**** GIVEN DATA
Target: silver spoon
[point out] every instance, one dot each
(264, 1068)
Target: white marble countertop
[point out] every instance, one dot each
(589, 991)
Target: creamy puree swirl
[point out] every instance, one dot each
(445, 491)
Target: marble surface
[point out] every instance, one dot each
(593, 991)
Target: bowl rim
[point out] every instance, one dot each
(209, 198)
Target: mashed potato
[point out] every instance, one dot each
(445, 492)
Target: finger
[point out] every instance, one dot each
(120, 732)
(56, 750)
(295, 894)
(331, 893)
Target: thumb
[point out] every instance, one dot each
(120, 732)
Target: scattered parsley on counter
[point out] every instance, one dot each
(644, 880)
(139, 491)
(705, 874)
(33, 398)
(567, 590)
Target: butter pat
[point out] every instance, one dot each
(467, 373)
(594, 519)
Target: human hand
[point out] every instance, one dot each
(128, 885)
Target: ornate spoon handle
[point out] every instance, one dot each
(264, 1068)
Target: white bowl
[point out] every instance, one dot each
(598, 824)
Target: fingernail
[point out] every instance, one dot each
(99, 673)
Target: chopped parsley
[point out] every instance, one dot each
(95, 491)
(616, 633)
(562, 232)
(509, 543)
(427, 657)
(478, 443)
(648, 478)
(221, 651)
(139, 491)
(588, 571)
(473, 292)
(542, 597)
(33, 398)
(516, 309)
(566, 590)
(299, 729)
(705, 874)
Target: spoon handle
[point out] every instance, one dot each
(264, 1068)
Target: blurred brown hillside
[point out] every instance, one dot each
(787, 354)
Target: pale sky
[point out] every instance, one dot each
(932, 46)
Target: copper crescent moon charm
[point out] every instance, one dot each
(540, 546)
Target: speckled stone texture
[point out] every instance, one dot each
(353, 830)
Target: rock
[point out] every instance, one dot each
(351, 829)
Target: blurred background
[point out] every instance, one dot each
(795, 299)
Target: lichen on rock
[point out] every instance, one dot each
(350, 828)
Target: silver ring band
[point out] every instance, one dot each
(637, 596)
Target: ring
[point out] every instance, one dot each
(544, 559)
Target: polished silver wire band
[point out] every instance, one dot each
********
- [WHAT IS NEEDED]: Could you copy every one of the rows above, word for word and in the same order?

- [REPLY]:
Target: silver spoon
[point out] every instance, one dot each
(264, 1068)
Target: white marble countertop
[point out] every instance, one dot each
(589, 991)
Target: creamy puree swirl
[point out] every instance, one dot each
(445, 491)
Target: marble surface
[point out] every instance, one dot each
(593, 991)
Target: bowl rim
[point out] every instance, one dot each
(209, 198)
Target: mashed potato
[point out] every instance, one dot each
(445, 492)
Target: finger
[point out] every instance, one dot each
(120, 732)
(56, 750)
(295, 894)
(331, 893)
Target: thumb
[point out] every instance, one dot each
(120, 732)
Target: scattered parsley on counter
[point out] every instance, one dot each
(644, 880)
(139, 491)
(705, 874)
(33, 398)
(567, 590)
Target: butter pat
[point out] every instance, one dot each
(467, 373)
(594, 519)
Target: human hand
[point out] every instance, one dot each
(128, 885)
Target: ornate spoon handle
[point out] every instance, one dot each
(264, 1068)
Target: white bowl
[point out] every instance, one dot each
(598, 824)
Target: fingernail
[point out] every instance, one dot each
(99, 673)
Target: chopped parsley
[point out] every instance, one dot each
(95, 491)
(616, 633)
(562, 232)
(509, 543)
(427, 657)
(478, 443)
(648, 478)
(221, 651)
(139, 491)
(588, 571)
(473, 292)
(542, 597)
(33, 398)
(516, 309)
(566, 590)
(299, 729)
(705, 874)
Target: spoon handle
[point out] every instance, one dot each
(264, 1068)
Target: blurred brown hillside
[point out] every instance, one dot each
(787, 354)
Target: pale sky
[point out] every instance, one dot each
(932, 46)
Target: copper crescent moon charm
[point out] every instance, one dot each
(540, 546)
Target: speckled stone texture
[point out] every instance, one dot each
(353, 830)
Target: rock
[point out] every instance, one dot each
(351, 829)
Target: blurred background
[point out] every instance, one dot each
(795, 299)
Target: lichen on rock
[point out] every instance, one dot each
(350, 828)
Target: silver ring band
[point out] every instance, one dot each
(637, 596)
Target: ring
[point out] every instance, one dot each
(544, 559)
Target: polished silver wire band
[point out] every instance, one dot each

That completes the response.